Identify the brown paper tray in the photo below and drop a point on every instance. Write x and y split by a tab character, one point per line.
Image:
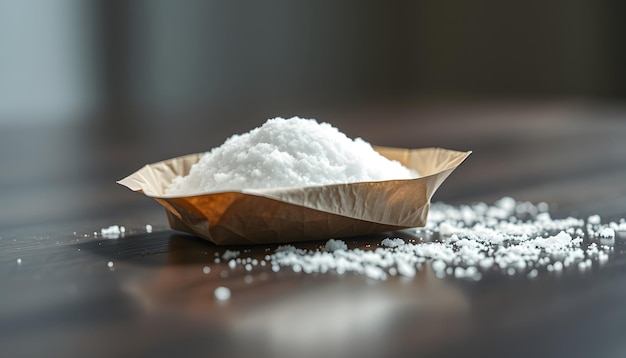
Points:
282	215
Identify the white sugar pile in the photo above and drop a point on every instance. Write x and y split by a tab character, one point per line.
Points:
287	153
466	241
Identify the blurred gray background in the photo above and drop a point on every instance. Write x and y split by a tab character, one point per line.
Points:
175	61
92	90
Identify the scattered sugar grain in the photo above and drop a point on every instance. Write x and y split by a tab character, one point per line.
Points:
291	152
113	232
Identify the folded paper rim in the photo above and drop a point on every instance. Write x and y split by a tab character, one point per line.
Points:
281	215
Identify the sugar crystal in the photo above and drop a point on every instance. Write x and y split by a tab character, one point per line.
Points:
291	152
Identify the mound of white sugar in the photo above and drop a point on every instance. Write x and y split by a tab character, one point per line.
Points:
287	153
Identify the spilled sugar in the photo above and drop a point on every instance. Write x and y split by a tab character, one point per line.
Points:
287	153
509	237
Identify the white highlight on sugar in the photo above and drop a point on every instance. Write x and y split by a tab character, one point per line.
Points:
113	232
508	237
291	152
222	293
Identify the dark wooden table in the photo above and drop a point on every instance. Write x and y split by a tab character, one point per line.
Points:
58	190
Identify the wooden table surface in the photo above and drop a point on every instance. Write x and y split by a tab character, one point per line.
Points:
58	190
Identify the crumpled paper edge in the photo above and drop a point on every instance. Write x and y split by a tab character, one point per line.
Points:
282	215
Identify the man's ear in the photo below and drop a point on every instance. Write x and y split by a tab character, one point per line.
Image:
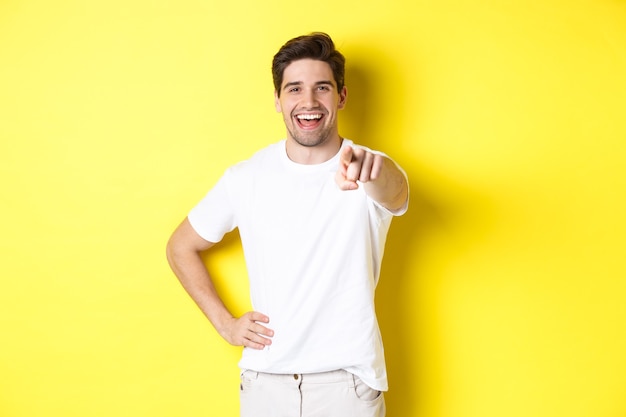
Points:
279	108
343	97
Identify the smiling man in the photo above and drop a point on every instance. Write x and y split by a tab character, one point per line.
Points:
313	211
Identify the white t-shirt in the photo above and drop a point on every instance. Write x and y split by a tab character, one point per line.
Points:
313	254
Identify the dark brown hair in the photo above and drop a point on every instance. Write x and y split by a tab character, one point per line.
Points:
318	46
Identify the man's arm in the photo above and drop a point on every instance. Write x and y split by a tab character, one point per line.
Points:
382	179
183	254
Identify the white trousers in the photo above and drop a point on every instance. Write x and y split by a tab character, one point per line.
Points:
327	394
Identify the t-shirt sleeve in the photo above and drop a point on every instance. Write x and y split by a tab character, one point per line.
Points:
214	215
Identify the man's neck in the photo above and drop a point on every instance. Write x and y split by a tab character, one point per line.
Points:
312	155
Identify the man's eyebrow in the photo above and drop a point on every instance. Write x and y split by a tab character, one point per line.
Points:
299	83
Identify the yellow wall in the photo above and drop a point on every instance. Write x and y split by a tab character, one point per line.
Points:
503	289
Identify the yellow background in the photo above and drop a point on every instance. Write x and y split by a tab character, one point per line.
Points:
503	289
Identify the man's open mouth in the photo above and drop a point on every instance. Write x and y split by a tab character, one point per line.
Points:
309	121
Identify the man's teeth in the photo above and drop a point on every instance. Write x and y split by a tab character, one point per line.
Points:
309	116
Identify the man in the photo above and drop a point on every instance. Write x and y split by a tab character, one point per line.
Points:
313	212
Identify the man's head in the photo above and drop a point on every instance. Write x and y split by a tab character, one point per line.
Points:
317	46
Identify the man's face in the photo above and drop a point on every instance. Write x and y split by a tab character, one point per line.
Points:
309	102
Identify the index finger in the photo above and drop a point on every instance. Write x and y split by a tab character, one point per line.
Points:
346	155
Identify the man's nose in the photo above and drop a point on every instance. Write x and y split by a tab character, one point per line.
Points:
309	99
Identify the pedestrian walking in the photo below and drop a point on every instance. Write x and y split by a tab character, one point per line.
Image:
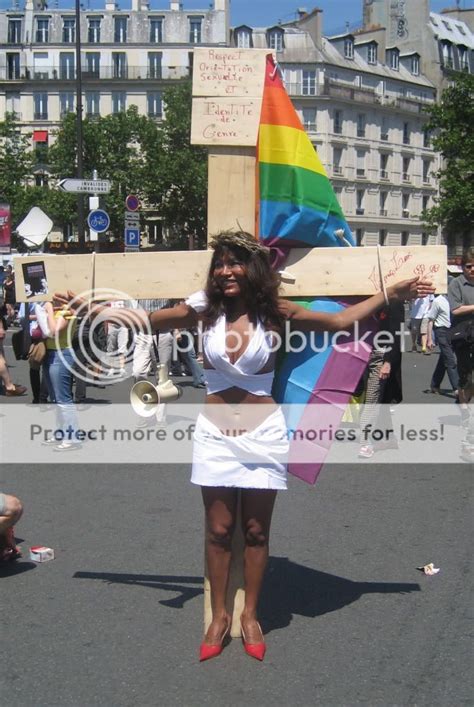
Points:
244	326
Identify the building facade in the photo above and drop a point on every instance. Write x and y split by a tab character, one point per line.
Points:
362	105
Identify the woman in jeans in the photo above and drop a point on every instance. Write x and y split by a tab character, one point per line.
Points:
58	369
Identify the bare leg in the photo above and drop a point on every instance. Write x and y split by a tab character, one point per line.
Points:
220	505
257	509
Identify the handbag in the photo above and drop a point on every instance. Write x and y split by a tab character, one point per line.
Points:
36	354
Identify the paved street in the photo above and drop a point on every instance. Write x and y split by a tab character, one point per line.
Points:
116	618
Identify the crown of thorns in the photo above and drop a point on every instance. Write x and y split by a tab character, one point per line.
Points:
238	239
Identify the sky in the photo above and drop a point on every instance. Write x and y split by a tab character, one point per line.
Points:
264	13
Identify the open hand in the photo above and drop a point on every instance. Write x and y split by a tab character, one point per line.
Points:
410	289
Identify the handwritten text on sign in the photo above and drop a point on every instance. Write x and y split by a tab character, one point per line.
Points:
225	121
228	72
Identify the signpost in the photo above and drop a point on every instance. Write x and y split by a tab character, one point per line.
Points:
98	220
85	186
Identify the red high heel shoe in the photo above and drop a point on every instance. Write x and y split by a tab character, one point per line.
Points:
207	651
254	650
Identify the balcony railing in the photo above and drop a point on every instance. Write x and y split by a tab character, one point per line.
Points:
58	73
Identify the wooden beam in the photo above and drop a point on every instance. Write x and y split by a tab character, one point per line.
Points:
308	272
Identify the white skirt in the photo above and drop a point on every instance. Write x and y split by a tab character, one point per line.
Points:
256	459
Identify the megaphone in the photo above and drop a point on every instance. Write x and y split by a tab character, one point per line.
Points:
145	397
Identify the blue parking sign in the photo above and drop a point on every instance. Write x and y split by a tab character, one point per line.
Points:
132	237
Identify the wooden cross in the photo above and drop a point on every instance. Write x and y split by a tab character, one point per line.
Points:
228	87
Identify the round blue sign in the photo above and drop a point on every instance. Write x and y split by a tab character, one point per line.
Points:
98	220
132	202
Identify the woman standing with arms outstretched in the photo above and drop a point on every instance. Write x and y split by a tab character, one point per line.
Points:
244	324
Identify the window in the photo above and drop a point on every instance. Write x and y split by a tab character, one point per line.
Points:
361	125
336	160
66	102
406	161
119	65
244	39
93	34
41	179
14	30
67	65
405	205
92	103
13	66
309	119
394	59
119	99
120	30
308	87
406	133
349	48
156	30
372	54
195	30
154	104
69	30
426	171
154	65
447	52
40	105
275	40
42	30
360	156
463	65
93	64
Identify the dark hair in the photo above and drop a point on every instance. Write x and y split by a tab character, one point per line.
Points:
260	288
468	256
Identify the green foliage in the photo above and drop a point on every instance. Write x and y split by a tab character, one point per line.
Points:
138	155
175	175
451	122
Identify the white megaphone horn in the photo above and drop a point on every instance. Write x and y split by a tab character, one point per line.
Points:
145	397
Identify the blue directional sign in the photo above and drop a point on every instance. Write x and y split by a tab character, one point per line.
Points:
132	237
98	220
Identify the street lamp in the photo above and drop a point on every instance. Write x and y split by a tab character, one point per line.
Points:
80	164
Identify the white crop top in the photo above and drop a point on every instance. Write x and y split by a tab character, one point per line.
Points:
243	373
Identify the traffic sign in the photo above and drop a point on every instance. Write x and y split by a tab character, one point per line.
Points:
132	202
85	186
132	237
98	220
○ ○ ○ ○ ○
**Stated problem:** Copy out, unchanged, the lines of the entries from the one containing "Identify the green" through the end of the entries.

**Exercise answer:**
Identify the green foliage in the photo above and drop a point on every instance. Write x and y split by a tab character, one point per line.
Points:
138	155
175	175
451	122
Identify the white megaphone horn in the photo above and drop a point on every instance. Write x and y split by a tab character, one point per line.
Points:
145	397
Identify the blue directional sign in the photo above and drop a point on every instance. Write x and y split by a tab character, one point per line.
Points:
132	237
98	220
Identify the street lamp in the photo above and drop a point on every instance. Write x and y split by a tab character, one point per line.
Points:
80	164
Identify the white crop top in the photo above and drop a point on every instance. Write x and y split by a tab character, one point per line.
Points:
243	373
Identify the traffic sign in the photo above and drop a point on every instance. Write x and y split by a tab character, one point per line.
Points:
132	202
85	186
132	237
98	220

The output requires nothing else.